• **Task directions**
Return, in their exact form, the lines that lie between the start of the data below and the line containing "TARGET = black awning", with both ends included.

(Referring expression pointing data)
※ ※ ※

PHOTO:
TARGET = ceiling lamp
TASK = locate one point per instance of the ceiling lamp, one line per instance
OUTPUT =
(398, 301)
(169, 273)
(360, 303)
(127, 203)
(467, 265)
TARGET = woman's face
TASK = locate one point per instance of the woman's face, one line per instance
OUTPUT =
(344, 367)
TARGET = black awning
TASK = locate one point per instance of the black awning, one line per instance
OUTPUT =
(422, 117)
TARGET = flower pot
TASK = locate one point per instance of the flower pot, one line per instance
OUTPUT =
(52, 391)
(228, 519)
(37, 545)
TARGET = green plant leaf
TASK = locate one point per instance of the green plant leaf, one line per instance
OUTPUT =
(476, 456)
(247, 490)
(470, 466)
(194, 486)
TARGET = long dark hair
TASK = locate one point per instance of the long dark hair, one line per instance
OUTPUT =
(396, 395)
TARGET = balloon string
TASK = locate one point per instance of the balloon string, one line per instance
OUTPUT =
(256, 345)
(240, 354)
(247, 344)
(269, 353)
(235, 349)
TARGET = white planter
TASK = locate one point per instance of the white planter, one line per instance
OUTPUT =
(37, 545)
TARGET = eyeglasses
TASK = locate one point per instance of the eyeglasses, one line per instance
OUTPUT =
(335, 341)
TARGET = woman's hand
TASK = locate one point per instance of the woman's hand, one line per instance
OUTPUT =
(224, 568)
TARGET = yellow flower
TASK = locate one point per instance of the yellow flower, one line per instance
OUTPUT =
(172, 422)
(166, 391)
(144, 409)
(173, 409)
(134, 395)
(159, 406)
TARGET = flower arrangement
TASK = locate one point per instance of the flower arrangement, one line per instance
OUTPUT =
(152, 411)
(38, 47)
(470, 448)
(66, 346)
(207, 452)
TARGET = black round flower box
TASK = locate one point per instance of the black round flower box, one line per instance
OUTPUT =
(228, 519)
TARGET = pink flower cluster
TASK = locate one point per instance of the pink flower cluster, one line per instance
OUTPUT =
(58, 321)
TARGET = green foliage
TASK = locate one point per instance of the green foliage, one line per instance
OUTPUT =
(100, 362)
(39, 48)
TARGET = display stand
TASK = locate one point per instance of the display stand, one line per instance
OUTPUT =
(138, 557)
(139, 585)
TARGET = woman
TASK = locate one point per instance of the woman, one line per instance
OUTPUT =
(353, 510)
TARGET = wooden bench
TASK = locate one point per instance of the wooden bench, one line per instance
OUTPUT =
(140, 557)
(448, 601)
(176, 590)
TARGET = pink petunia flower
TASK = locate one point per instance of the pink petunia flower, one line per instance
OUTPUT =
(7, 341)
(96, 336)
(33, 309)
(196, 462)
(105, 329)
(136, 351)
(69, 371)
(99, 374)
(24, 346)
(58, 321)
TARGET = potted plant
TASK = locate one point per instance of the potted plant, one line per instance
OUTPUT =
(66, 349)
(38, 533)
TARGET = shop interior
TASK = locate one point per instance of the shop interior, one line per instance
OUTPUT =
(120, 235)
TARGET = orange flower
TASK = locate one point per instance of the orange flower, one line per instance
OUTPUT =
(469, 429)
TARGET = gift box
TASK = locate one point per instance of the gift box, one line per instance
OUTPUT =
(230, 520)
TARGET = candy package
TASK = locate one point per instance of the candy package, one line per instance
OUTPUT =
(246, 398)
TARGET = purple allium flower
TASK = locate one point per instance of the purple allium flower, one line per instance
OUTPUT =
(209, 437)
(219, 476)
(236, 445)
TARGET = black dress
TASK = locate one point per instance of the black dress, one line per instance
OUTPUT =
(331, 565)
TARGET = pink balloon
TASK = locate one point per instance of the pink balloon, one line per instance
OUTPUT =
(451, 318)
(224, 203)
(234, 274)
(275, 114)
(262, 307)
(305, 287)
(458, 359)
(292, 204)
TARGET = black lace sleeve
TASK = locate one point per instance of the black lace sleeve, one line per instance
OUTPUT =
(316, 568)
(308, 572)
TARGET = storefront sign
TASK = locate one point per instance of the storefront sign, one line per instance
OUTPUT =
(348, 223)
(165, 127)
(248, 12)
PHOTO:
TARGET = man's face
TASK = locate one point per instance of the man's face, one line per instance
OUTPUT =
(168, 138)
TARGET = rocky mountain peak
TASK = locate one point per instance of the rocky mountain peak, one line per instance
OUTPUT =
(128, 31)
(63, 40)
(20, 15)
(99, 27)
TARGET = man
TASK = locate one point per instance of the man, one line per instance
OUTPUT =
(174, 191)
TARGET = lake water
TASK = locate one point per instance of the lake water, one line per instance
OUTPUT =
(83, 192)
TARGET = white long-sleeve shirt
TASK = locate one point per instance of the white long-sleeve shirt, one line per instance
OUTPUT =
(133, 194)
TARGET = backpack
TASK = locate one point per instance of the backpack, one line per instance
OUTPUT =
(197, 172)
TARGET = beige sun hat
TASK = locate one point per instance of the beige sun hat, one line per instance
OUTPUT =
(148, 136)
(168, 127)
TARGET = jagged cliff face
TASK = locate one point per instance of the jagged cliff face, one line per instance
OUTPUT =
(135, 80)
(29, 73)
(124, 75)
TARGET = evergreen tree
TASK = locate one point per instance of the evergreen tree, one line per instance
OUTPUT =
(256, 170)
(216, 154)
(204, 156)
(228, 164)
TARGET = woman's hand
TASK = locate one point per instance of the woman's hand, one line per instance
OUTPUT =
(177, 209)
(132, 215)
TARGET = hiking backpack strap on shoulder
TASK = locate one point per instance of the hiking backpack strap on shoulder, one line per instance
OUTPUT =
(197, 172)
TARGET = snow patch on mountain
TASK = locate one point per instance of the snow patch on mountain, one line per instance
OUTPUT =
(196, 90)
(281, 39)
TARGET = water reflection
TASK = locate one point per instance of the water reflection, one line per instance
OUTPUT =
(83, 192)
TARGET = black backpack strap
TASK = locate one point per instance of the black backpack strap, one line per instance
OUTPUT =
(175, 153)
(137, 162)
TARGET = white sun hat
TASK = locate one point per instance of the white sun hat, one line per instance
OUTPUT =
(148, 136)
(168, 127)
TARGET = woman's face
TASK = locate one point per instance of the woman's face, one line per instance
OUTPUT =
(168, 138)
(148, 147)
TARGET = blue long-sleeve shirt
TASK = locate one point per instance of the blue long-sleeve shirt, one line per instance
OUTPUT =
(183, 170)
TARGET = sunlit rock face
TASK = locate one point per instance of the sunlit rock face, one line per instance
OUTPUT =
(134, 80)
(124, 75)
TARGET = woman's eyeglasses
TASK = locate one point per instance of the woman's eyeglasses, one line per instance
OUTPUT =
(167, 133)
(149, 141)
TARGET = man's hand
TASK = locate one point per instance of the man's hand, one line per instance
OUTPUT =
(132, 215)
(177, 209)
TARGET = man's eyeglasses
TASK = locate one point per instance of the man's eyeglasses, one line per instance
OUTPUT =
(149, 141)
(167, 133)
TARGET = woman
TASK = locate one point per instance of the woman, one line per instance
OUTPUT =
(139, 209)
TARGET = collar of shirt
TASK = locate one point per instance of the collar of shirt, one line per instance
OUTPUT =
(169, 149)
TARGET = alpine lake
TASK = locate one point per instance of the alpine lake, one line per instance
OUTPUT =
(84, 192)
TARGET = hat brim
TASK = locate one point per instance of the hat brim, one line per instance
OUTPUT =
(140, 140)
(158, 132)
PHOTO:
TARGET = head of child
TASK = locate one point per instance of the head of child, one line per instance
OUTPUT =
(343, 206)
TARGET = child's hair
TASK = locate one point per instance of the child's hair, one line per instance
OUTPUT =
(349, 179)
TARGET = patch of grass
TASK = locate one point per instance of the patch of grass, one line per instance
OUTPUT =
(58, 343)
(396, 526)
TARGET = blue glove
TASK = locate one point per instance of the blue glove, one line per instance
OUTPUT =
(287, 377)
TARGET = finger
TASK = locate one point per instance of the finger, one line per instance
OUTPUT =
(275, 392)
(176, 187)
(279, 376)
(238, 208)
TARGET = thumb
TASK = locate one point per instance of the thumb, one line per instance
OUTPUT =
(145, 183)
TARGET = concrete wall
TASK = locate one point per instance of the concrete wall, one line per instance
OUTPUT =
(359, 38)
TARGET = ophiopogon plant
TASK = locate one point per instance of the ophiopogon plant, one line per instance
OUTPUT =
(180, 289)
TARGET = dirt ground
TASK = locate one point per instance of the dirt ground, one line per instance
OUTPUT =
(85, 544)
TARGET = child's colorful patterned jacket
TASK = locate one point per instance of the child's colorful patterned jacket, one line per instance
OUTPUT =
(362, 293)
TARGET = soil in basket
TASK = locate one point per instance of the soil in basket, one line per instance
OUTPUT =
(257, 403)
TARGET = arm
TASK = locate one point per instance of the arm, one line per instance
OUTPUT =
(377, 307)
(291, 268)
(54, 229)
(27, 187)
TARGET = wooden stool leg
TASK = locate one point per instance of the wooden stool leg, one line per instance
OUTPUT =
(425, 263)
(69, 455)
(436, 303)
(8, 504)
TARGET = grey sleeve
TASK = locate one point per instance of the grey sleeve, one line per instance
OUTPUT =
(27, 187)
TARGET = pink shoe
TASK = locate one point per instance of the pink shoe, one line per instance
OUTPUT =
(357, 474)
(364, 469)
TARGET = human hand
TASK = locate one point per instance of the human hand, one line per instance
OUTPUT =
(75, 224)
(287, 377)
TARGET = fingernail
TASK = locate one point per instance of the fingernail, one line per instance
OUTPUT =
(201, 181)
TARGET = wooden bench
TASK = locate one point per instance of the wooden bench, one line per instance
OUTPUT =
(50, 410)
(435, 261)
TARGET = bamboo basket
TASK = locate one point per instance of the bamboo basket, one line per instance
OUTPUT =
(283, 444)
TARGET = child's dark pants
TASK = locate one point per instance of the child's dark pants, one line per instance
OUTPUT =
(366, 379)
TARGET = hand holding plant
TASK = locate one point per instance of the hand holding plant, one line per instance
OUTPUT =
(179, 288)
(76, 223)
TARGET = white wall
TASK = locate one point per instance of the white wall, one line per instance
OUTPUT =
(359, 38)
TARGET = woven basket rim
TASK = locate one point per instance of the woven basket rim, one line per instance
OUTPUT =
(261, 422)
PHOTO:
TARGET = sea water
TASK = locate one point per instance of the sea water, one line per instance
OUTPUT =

※ ※ ※

• **Solution to the problem**
PHOTO:
TARGET = ceiling lamp
TASK = locate one point per instance of the ceiling lamp, one line per instance
OUTPUT =
(398, 301)
(169, 273)
(360, 303)
(127, 203)
(467, 265)
TARGET = woman's face
TASK = locate one point per instance of the woman's face, one line per instance
OUTPUT =
(344, 367)
TARGET = black awning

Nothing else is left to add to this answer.